Data shown.
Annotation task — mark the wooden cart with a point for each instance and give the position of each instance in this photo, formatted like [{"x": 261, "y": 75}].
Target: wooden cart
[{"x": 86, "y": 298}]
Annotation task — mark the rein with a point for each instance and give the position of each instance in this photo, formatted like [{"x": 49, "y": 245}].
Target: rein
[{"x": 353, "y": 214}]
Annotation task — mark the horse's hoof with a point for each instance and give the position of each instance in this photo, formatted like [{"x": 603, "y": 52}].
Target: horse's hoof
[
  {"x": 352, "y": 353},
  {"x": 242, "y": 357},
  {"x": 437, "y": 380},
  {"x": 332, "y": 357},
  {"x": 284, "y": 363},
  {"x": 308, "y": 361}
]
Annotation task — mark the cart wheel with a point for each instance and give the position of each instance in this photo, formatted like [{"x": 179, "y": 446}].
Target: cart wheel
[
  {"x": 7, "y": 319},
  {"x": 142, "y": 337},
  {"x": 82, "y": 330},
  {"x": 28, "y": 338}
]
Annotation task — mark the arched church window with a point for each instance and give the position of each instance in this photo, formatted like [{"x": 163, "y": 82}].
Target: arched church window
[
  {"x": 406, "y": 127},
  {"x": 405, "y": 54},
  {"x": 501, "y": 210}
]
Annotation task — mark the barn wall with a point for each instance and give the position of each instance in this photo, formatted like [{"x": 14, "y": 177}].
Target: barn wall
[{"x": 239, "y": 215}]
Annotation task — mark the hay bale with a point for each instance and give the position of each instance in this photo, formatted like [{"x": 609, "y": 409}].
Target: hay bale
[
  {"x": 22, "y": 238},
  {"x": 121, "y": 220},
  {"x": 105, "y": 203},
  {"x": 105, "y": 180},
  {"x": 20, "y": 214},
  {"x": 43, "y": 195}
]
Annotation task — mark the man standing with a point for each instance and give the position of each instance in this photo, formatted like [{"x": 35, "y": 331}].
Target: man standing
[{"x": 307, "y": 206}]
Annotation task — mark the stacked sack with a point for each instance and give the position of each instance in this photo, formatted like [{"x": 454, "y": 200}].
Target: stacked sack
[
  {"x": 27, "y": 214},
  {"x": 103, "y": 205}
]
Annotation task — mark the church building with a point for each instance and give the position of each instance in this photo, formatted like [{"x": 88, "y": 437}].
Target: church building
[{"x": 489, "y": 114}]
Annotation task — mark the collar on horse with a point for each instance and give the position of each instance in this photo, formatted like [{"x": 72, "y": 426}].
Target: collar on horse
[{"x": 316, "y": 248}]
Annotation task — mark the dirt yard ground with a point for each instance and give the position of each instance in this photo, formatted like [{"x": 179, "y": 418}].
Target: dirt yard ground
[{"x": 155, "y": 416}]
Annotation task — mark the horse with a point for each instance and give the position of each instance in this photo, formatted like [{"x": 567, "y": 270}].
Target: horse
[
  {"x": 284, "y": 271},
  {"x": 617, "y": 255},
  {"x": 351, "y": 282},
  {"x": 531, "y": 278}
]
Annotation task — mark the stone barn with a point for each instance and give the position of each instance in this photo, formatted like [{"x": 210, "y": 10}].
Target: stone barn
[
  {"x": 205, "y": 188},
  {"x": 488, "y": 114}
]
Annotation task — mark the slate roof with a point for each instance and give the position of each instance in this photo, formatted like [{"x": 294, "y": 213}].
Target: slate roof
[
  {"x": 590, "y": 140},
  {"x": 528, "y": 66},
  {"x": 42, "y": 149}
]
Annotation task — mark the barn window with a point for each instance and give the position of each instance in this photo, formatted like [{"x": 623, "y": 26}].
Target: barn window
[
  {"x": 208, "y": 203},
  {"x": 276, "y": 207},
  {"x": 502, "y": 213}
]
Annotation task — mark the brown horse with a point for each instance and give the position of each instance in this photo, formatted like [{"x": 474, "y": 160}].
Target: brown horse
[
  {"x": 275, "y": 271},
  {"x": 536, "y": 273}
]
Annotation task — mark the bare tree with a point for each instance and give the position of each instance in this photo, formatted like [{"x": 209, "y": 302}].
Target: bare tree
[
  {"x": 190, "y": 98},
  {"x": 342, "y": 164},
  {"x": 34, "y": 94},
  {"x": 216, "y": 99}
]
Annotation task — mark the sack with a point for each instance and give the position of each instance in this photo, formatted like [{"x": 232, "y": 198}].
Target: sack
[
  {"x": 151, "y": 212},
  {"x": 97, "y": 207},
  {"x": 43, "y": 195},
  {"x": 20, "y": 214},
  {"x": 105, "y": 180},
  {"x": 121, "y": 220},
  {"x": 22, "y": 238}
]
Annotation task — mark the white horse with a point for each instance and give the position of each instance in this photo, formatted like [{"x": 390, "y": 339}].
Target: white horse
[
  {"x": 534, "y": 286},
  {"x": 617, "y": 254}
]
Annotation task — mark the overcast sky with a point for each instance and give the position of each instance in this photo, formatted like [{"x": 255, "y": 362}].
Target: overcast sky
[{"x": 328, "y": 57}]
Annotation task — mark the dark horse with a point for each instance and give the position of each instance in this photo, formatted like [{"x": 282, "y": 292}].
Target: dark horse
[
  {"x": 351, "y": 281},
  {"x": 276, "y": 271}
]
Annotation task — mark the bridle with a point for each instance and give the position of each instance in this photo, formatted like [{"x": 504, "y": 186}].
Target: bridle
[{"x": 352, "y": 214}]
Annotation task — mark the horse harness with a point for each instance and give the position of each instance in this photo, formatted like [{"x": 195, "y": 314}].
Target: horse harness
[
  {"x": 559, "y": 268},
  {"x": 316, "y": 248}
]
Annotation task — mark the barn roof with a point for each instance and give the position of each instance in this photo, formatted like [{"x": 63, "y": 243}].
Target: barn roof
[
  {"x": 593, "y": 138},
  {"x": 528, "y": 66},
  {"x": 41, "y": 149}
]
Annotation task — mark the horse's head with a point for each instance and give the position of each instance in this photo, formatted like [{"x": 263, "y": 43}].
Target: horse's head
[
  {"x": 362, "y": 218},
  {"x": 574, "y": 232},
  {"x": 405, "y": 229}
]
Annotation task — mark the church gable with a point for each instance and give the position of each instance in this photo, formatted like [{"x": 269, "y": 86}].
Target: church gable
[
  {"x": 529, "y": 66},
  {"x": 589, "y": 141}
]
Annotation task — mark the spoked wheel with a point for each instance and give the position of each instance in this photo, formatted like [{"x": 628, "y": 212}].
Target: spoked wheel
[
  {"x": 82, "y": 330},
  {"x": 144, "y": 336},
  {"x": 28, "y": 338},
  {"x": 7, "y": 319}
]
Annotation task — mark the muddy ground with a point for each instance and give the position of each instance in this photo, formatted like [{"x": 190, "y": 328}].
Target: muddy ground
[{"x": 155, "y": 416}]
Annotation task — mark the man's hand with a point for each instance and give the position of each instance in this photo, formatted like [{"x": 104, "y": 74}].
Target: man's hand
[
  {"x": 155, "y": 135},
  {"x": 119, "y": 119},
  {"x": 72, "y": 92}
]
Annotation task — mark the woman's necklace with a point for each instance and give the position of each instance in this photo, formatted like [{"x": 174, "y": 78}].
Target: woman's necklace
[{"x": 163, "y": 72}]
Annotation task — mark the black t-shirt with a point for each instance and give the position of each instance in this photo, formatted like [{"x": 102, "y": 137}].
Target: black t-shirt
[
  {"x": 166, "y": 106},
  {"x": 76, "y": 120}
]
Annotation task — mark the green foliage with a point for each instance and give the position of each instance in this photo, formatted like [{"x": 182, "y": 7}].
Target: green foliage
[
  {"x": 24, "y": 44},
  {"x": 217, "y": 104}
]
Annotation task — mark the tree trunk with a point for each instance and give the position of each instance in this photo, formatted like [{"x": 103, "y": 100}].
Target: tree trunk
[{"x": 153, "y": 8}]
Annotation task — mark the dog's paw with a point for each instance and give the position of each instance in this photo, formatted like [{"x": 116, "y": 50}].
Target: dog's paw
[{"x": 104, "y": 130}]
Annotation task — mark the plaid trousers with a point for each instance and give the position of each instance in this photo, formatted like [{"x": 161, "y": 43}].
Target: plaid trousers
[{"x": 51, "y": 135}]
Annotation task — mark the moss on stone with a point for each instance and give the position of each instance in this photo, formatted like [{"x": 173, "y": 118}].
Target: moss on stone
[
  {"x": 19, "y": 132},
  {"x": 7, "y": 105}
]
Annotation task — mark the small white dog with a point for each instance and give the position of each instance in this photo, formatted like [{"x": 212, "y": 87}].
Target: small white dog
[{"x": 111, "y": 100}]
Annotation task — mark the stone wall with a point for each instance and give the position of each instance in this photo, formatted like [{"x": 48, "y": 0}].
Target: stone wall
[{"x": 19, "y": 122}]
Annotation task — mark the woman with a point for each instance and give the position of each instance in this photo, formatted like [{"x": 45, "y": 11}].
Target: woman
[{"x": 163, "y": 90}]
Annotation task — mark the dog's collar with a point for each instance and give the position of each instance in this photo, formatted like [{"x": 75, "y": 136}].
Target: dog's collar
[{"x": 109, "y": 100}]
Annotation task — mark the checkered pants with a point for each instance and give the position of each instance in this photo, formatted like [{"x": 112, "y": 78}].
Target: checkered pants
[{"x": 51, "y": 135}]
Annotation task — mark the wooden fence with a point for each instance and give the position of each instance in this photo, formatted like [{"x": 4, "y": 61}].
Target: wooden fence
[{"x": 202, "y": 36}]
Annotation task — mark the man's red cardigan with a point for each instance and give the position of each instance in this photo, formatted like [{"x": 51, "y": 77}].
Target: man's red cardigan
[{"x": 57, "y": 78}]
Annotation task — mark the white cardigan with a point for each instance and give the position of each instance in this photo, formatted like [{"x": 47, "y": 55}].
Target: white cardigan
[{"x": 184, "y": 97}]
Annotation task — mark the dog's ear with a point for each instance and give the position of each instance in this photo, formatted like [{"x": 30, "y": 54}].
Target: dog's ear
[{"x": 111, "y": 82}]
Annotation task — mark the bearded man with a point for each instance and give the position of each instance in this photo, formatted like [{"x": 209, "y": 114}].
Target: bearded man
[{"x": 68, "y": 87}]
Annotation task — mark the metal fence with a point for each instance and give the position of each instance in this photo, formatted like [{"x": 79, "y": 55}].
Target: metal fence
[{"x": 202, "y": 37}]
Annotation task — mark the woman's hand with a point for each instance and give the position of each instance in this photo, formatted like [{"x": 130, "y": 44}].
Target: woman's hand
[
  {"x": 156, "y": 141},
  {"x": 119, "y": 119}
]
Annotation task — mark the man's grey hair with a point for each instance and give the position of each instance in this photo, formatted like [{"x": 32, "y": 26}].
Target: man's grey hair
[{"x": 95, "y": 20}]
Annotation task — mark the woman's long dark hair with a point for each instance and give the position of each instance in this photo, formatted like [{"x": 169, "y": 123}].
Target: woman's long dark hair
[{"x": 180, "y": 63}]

Exercise aim. Your task is to reproduce, exactly and exclusively, the lines from the one holding "Annotation task — mark the woman's hand" through the final line of the listing.

Answer for this exercise.
Annotation task — mark the woman's hand with a point for each instance and give the position of each instance in this photo, formatted like [{"x": 130, "y": 44}].
Target: woman's hand
[
  {"x": 156, "y": 141},
  {"x": 119, "y": 119}
]
Annotation task — mark the man's grey hair with a point for each instance and give the position of each instance in this photo, formatted like [{"x": 32, "y": 26}].
Target: man's grey hair
[{"x": 95, "y": 20}]
Annotation task — mark the woman's long dark hair with a point for each instance and give the position of each instance in this photo, formatted like [{"x": 169, "y": 123}].
Target: woman's long dark hair
[{"x": 180, "y": 63}]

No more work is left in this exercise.